__EXTRAIT DU DOCUMENT__
>>>
Les prix des céréales continuent à ployer sous les perspectives optimistes en nouvelle récolte, malgré certaines alertes climatiques en Europe. C’est le contraire pour le colza dont le prix grimpe à la suite des perspectives de baisse de la récolte.
Pas de répit pour le blé tendre
En blé tendre, l’accélération des chargements français à l’œuvre depuis plusieurs semaines ne suffit pas à contrecarrer la pression exercée par les prévisions d’une ample production mondiale en 2019-20. Ainsi, malgré des expéditions très dynamiques à destination du Maroc (près de 450 000 tonnes sur le seul mois d’avril et près de 1,3 million de tonnes depuis le début de la campagne) et des perspectives qui restent optimistes sur avril-juin concernant les ventes à l’Algérie, le rendu Rouen s’érode de nouveau cette semaine, à 175 €/t (–3 €/t sur la semaine).
<<<
__CONSIGNES__
1. Répondez à ces questions sur l'extrait sur le marché des céréales :
(a) Pour quelle culture le prix grimpe-t-il ?
(b) Quel volume a été expédié vers le Maroc sur le seul mois d'avril ?
(c) À combien s'établit le rendu Rouen cette semaine ?
2. Prolongez l'extrait sur le marché des céréales après sa dernière phrase, s'il vous plaît.
Les enregistrements constituent un matériau distinct de l'extrait sur le marché des céréales.

__LIGNES DE DONNÉES__
>>>
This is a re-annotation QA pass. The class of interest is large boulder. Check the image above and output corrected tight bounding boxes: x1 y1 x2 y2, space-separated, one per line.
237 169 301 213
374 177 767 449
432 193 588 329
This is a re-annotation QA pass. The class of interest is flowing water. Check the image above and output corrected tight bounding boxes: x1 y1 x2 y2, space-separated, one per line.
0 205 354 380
<<<
>>>
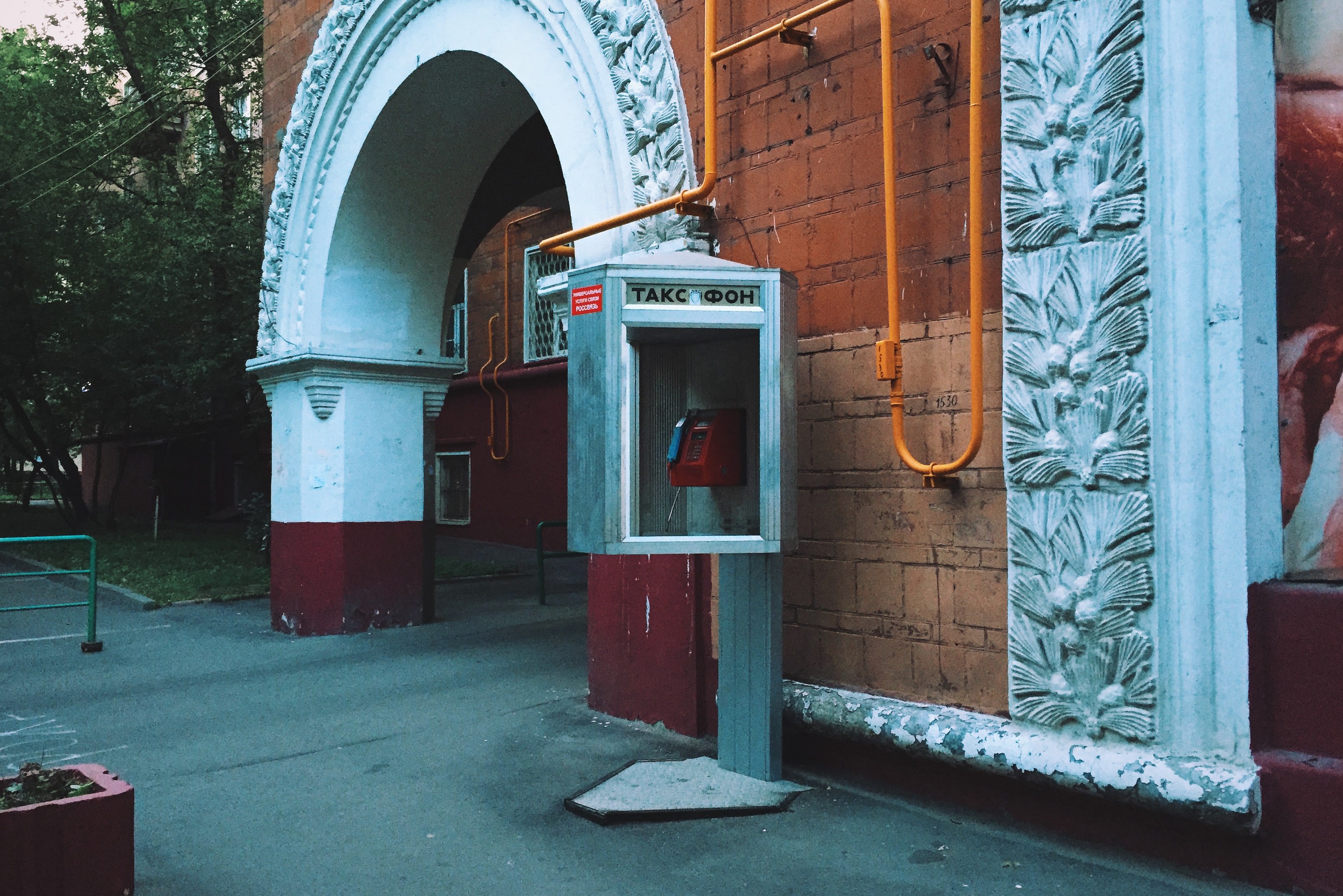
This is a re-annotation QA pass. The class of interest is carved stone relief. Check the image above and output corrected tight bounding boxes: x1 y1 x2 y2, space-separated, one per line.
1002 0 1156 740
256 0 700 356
<<<
>>>
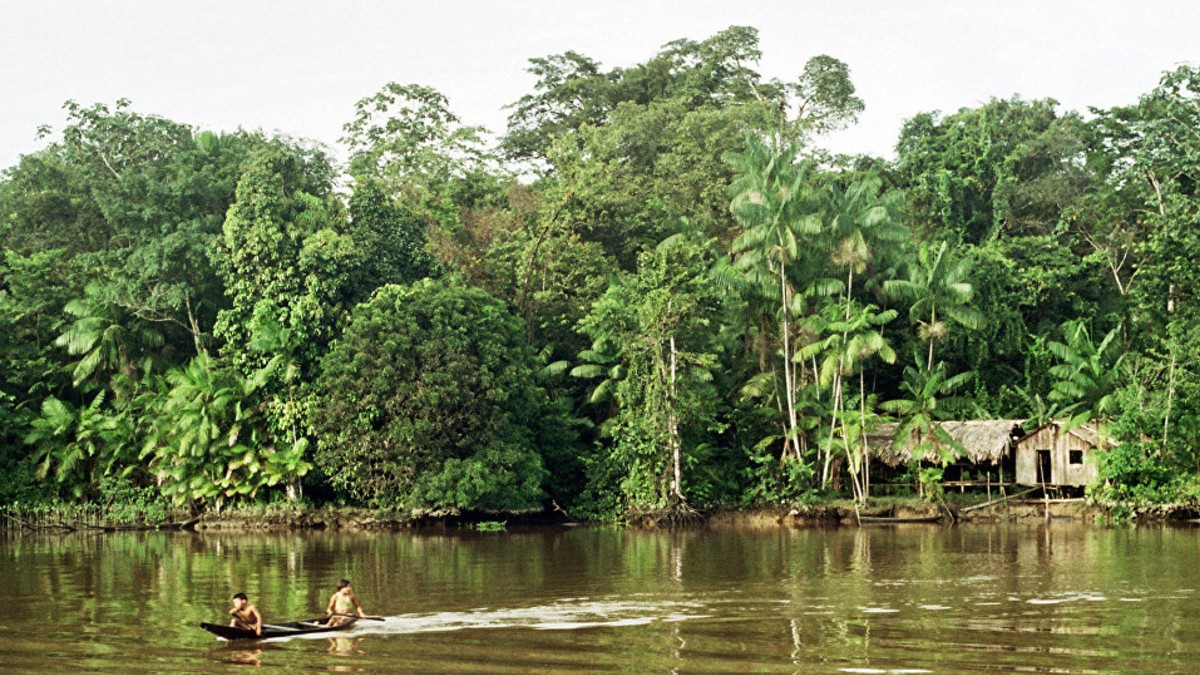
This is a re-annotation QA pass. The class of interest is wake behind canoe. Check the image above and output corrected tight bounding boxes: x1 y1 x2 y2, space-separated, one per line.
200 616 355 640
<<<
__RÉPONSES__
1.
(a) Le colza.
(b) Près de 450 000 tonnes.
(c) 175 €/t, soit –3 €/t sur la semaine.

2.
Le repli est légèrement tempéré par l’affaiblissement de l’euro face au dollar. En outre, le retour des pluies annoncé sur l’Hexagone allège les craintes liées à l’installation d’un temps trop sec. Il faudra toutefois surveiller la concrétisation de ces espoirs, notamment dans la Région Centre, où les cultures manquent d’eau. À l’inverse, la situation devient de plus en plus critique sur l’Europe centrale, et même sur certaines parties de l’Allemagne et de la Pologne.
À l’international, le bureau météorologique australien vient de publier des prévisions de pluies sur l’ouest de l’île-continent, qui en a bien besoin pour améliorer les conditions de début de cycle pour les cultures. C’est là aussi un élément baissier pour le marché, tout comme les dernières prévisions de surfaces en blé au Canada. Les chiffres officiels publiés par StatCan le 24 avril font état d’une forte remontée des surfaces en blé de printemps. Ces projections sont toutefois sujettes à caution car elles s’appuient sur des enquêtes réalisées auprès des agriculteurs en février. Or, l’évolution des prix depuis cette date pourrait avoir poussé les producteurs à revoir à la baisse leurs intentions de semis (les emblavements sont en cours).
Dans un tel contexte, l’appel d’offres de l’Arabie Saoudite pour 600 000 tonnes (livraison en juillet-septembre) n’est pas de nature à redresser les prix de la nouvelle récolte (et il est de toute façon peu probable que le blé français emporte un volume significatif de ce marché compte tenu des exigences qualitatives saoudiennes).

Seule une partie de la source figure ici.